**TASK REQUIREMENTS:** Could you please repeat the entries below word for word, with the images left out?

Natural-language object grounding data:
________________________________________
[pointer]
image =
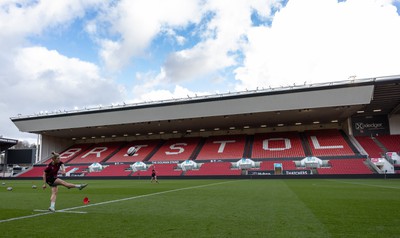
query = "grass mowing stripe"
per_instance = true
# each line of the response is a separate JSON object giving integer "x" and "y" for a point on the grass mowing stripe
{"x": 115, "y": 201}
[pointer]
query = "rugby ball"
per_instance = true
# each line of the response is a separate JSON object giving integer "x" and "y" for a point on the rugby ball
{"x": 131, "y": 151}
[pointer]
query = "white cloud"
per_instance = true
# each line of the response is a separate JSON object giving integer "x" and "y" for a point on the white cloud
{"x": 322, "y": 41}
{"x": 222, "y": 38}
{"x": 41, "y": 80}
{"x": 136, "y": 23}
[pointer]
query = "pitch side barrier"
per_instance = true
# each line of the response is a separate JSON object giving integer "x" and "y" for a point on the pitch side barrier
{"x": 312, "y": 176}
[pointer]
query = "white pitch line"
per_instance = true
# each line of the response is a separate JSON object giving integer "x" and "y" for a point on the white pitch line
{"x": 113, "y": 201}
{"x": 364, "y": 184}
{"x": 38, "y": 210}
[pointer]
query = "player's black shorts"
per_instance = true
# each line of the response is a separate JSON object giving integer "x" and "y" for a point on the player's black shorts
{"x": 50, "y": 181}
________________________________________
**RESULT FOR THIS EXERCISE:**
[pointer]
image =
query = "grass mowing stripe"
per_instance = true
# each line of the response is a separate JSON object giving integer "x" and "y" for a point on the grass mowing stripe
{"x": 115, "y": 201}
[pointer]
query = "rugby ball"
per_instance = true
# each line of the response is a separate JSON object giving integer "x" and "y" for a point on the rugby ball
{"x": 131, "y": 151}
[pointer]
query = "white cloud"
per_instance = true
# each line of the response is a separate JSON object giving integer "x" and "y" for a point on the white cloud
{"x": 322, "y": 41}
{"x": 222, "y": 38}
{"x": 41, "y": 80}
{"x": 136, "y": 23}
[pointer]
query = "pitch side barrier"
per_instance = true
# each line of the response is a separate JSON object giving integer "x" and "y" for a point on the pitch side barrier
{"x": 312, "y": 176}
[pointer]
query = "white pitch line"
per_instance = true
# each line of the response is a separate JSON object giving integer "x" and "y" for a point on the white pitch line
{"x": 113, "y": 201}
{"x": 364, "y": 184}
{"x": 38, "y": 210}
[pointer]
query = "player's black shorts"
per_instance = true
# each line of the response is a separate JSON object giving integer "x" and "y" for a point on the player's black shorts
{"x": 50, "y": 181}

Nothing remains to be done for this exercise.